◆ 演習問題:
尾平越についての本文と、次の(a)〜(c)の記述が一致するかを判定し、各記述に「はい」か「いいえ」で答え、判断の決め手となる本文の語句をそのまま引用してください。(a) 隧道の標高は1000mを超えている。(b) 尾平越を通る道は県道の主要地方道である。(c) 国見峠はトンネルの開通によって旧道となった。

◆ 対象本文:
_ _ _

峠と旅
尾平越 (尾平越隧道)
 
おびらごえ
 
第2話
 
舗装化されて登山者で賑わう峠
 
    
 
尾平越
尾平越 (撮影 2003. 4.29)
隧道のこちらは宮崎県高千穂町(たかちほちょう)仲の内
反対側は大分県緒方町(おがたまち)尾平
隧道の標高は977.7m(文献より)
道は県道(主要地方道)7号・緒方高千穂線
 
 九州を旅する時、いつも気になる峠がある。それが尾平越だ。他にも九州には、長く険しい林道の峠として椎矢峠があったり、元は国道だったがトンネル開通により旧道となり、さびれた国見峠があったり、拾い上げれば幾つかの興味深い峠を思い出す。そんな中でも、この尾平越は特に外すことのできない存在だ。九州の峠として5本の指に入れてもいいのではないかと思う。
 
 尾平峠の道は歴(れっき)とした県道、しかも主要地方道で、未舗装の険しい林道や朽ちかけた旧道などとは訳が違うが、とにかく道程の長さが半端ではないのだ。細々とした道が峠の大分県側にも宮崎県側にも延々と続いている。初めて峠に立った時のあの感触は忘れることができない。人里から隔絶した別世界のように感じたものだった。

_ _ _

◆ 検討用データ:

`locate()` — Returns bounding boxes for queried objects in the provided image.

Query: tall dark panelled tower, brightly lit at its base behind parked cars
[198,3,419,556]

_ _ _

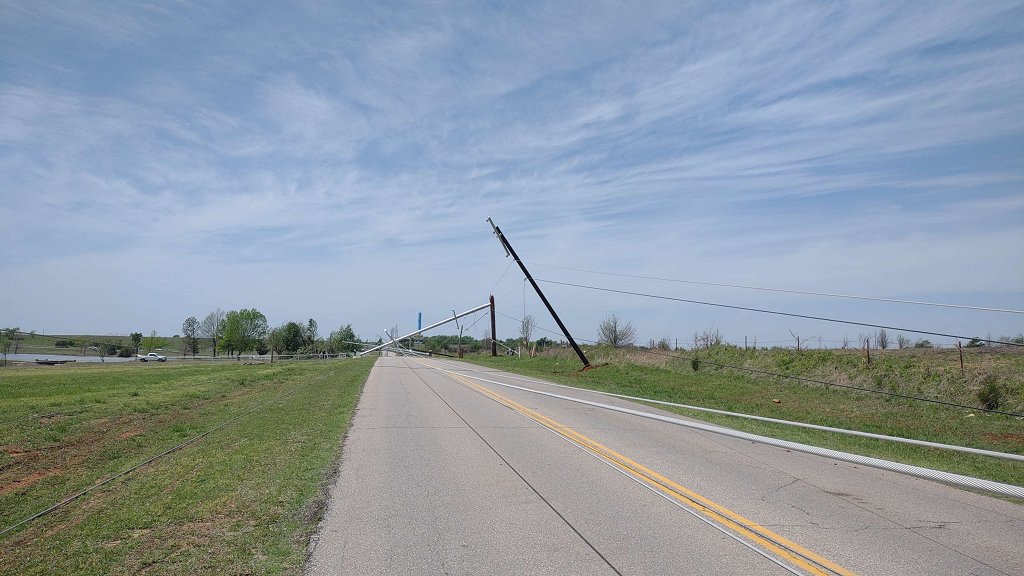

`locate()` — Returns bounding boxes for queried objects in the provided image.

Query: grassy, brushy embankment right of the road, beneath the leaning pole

_ _ _

◆ 解答例:
(a) いいえ。「隧道の標高は977.7m(文献より)」
(b) はい。「道は県道(主要地方道)7号・緒方高千穂線」
(c) はい。「元は国道だったがトンネル開通により旧道となり、さびれた国見峠があったり」